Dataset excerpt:
============================================================

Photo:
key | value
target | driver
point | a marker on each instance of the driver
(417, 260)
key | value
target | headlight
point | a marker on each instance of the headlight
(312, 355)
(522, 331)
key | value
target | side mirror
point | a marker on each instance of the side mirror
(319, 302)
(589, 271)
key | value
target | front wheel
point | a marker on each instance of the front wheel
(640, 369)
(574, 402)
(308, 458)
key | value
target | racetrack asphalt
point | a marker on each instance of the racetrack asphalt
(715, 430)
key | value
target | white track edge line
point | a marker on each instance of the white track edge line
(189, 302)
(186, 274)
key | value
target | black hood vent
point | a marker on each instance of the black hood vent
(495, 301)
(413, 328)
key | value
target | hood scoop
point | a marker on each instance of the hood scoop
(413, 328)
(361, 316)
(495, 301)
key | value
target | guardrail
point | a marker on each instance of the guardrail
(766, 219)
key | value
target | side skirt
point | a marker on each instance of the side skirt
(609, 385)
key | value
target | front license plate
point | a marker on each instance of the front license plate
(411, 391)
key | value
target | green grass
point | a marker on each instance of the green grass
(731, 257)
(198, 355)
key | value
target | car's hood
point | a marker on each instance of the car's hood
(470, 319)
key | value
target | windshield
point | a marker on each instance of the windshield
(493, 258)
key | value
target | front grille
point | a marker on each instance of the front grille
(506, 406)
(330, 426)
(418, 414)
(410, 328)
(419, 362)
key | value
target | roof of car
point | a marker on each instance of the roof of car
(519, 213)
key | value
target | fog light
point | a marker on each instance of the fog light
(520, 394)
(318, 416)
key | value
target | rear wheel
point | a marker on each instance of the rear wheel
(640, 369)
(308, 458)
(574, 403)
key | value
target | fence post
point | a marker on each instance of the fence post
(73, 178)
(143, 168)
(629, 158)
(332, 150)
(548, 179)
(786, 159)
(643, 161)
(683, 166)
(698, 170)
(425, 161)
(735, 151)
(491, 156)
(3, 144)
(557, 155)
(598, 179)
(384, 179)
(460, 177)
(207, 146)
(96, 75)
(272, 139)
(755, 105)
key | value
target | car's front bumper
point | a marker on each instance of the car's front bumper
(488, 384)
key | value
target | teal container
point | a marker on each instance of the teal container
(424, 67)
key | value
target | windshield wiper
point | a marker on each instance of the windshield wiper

============================================================

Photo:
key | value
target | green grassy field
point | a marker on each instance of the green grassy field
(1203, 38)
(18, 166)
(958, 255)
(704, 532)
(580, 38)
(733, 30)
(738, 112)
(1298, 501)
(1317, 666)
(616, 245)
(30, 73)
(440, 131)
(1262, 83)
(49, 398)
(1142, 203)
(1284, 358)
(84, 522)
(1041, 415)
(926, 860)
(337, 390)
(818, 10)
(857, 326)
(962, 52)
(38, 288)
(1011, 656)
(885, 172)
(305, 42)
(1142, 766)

============================================================

* [TASK DIRECTIONS] Collect every line in the rows above that contains the string "field". Treat uppercase and lowercase letters as different.

* [ANSWER]
target | green grassy field
point | a marker on each instance of the green grassy field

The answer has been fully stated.